- **Document passage**
▼
= 1910 Liverpool Kirkdale by-election =

English parliamentary election

The 1910 Liverpool Kirkdale by-election was a parliamentary by-election held in England on 20 July 1910 for the British House of Commons constituency of Liverpool Kirkdale.

==Vacancy==
The by-election was caused by the death on 3 July 1910 of Charles McArthur, Kirkdale's Conservative Member of Parliament (MP).
He had held the seat since a by-election in 1907, having previously been MP for Liverpool Exchange from 1897 to 1906.

The writ for the by-election was moved in the Commons on 12 July by Sir Alexander Acland-Hood, the MP for Wellington.
▲
- **Dataset content**
▼
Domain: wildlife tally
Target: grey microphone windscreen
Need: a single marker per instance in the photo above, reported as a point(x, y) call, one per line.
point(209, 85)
▲
- **Directive 1**
Rewrite the stretch of the Kirkdale by-election passage from "The 1910 Liverpool" through "1897 to 1906.", changing "death" to "passing".
- **Directive 2**
Take the Kirkdale by-election passage further, picking up after its last sentence.
The listing is not needed for any of this.

- **Written response 1**
The 1910 Liverpool Kirkdale by-election was a parliamentary by-election held in England on 20 July 1910 for the British House of Commons constituency of Liverpool Kirkdale.

==Vacancy==
The by-election was caused by the passing on 3 July 1910 of Charles McArthur, Kirkdale's Conservative Member of Parliament (MP).
He had held the seat since a by-election in 1907, having previously been MP for Liverpool Exchange from 1897 to 1906.

- **Written response 2**
==Candidates==
By 5 July, rumours were circulating in Liverpool that the Conservative candidate would be Alderman Barran, but The Times newspaper reported that these were unfounded. The paper also reported that it was unlikely that a Liberal candidate would be nominated, making the election a two-contest between Labour and the Conservatives, as had been the case in the general elections of 1906 and January 1910.
However, the paper noted that Liberal votes would likely be cast almost entirely for the Labour candidate, while Labour were confident that their likely candidate Alexander Gordon Cameron would attract the Protestant votes which were so significant in that area.

On 9 July the Conservatives adopted Colonel Gerald Kyffin-Taylor as their candidate. He announced that his priority at the election would be defence of the British Empire, and he also committed himself to tariff reform, while opposing to Irish Home Rule and reform of the House of Lords.

== Campaign ==
Kikdale was known in Liverpool as the "bedroom of the docks"; an area housing dock labourers and the poorest of the poor, as well as the skilled tradesmen who worked in the constituency's docks and shipyards.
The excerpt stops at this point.